Problem statement
Transcribe all the entries word for word, omitting any pictures they contain.

------------------------------

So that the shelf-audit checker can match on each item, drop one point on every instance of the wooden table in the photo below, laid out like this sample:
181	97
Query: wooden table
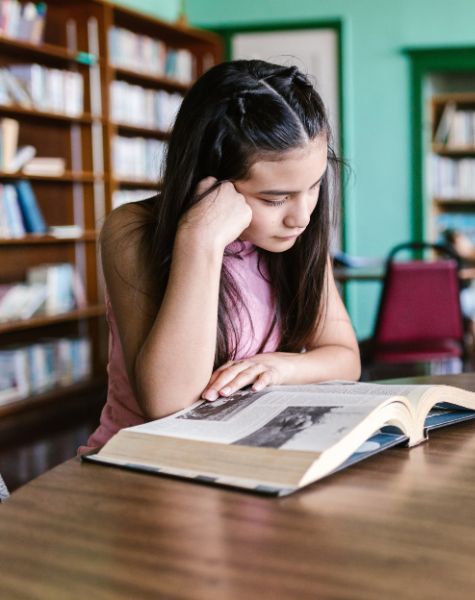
399	525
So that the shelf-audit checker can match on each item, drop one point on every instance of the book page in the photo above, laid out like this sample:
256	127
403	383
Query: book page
310	417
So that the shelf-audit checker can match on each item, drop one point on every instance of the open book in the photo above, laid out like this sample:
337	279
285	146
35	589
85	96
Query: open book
285	437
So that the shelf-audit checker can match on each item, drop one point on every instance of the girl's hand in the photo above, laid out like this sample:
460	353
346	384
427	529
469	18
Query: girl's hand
222	215
261	370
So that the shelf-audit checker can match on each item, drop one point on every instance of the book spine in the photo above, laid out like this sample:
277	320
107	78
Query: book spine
33	218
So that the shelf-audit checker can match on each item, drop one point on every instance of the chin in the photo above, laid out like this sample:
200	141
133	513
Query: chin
277	245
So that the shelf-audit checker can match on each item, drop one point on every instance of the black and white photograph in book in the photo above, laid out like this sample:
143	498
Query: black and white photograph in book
285	426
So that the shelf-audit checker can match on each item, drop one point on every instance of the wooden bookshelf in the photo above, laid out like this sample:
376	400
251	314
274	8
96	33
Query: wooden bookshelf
87	236
450	189
77	39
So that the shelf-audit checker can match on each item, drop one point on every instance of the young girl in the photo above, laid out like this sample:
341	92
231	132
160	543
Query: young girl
223	280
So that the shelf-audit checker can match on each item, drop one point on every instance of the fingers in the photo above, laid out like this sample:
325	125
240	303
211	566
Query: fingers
234	376
205	185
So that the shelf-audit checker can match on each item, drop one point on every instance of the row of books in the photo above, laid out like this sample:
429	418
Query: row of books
135	105
19	211
150	56
23	21
36	368
463	222
456	126
49	289
34	86
137	158
452	178
120	197
14	159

------------------------------

Problem solution
So that the shelf-audit checker can match on each item, drop one point on every instance of the wooden table in the photo below, laid out like this sample:
181	97
Query: wooden table
399	525
So that the shelf-audit checker can match on each item, drop one point on every instance of the book page in the photo above, laid out like this sample:
256	127
403	383
Query: book page
310	417
So that the shelf-audit checker can match on each item, drop one point on every instance of the open book in the photo above, laid out like this sample:
337	279
285	146
35	589
85	96
Query: open book
285	437
So that the shelf-audit checker can match on each item, drop one point on every instance of the girl's hand in the photo above, laid out like this sample:
460	353
346	384
427	529
469	18
Query: girl's hand
222	215
261	370
So that the shelf-audit checker can match on each item, drop one point on every instance of the book spine in the photo above, laid out like this sample:
277	320
107	78
Query: book spine
33	218
So that the shelf-audit checker can match on each item, drop one point on every instance of the chin in the photo above, laid out like this sample:
200	141
133	513
Query: chin
277	245
So that the shelf-audit checker can match on each item, drop one point on every instance of the black and white photograph in book in the photo above, laid out like this sample:
143	498
Query: black and white photograph in book
285	426
So that the shelf-audit checker can match on each item, drop one point on every instance of the wooden bookshelf in the photo above, laid out like this sample:
376	400
251	314
274	8
96	33
Query: wooden bookshelf
87	236
450	189
77	39
So that the shelf-audit checker can match on each item, drop one point on every instance of the young girl in the photo above, laid out like this sample:
341	92
231	132
160	543
Query: young girl
223	280
So that the shelf-audit checker can match on each item, drop one point on every instance of the fingers in the photo above, laid out like this sample:
325	125
240	303
211	566
Query: fingers
234	376
205	185
So that the shelf-audit checker can match on each item, drop one point on every instance of the row of books in the photo above, laid out like this sample:
429	418
Query: row of books
135	105
19	211
150	56
23	21
36	368
463	222
456	126
49	289
34	86
137	158
452	178
120	197
14	159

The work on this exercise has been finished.